— Records to use —
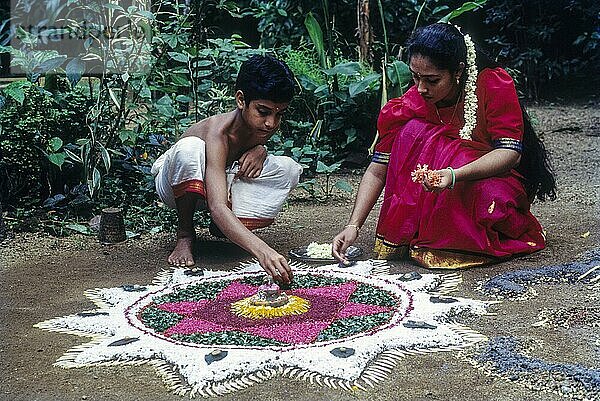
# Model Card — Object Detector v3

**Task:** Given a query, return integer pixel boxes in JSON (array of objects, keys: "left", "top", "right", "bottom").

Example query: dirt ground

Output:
[{"left": 0, "top": 99, "right": 600, "bottom": 401}]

— What you are asked to do —
Can you write out every line of the records above again, requests included and pictures left out, with each pixel coordinate in the answers offset by -131?

— Expected output —
# Model Card — Object Detector v3

**Task:** Given a query, return integer pixel boxes in JSON (array of objects, keys: "left", "top", "right", "bottom").

Example query: dirt ground

Output:
[{"left": -131, "top": -32, "right": 469, "bottom": 270}]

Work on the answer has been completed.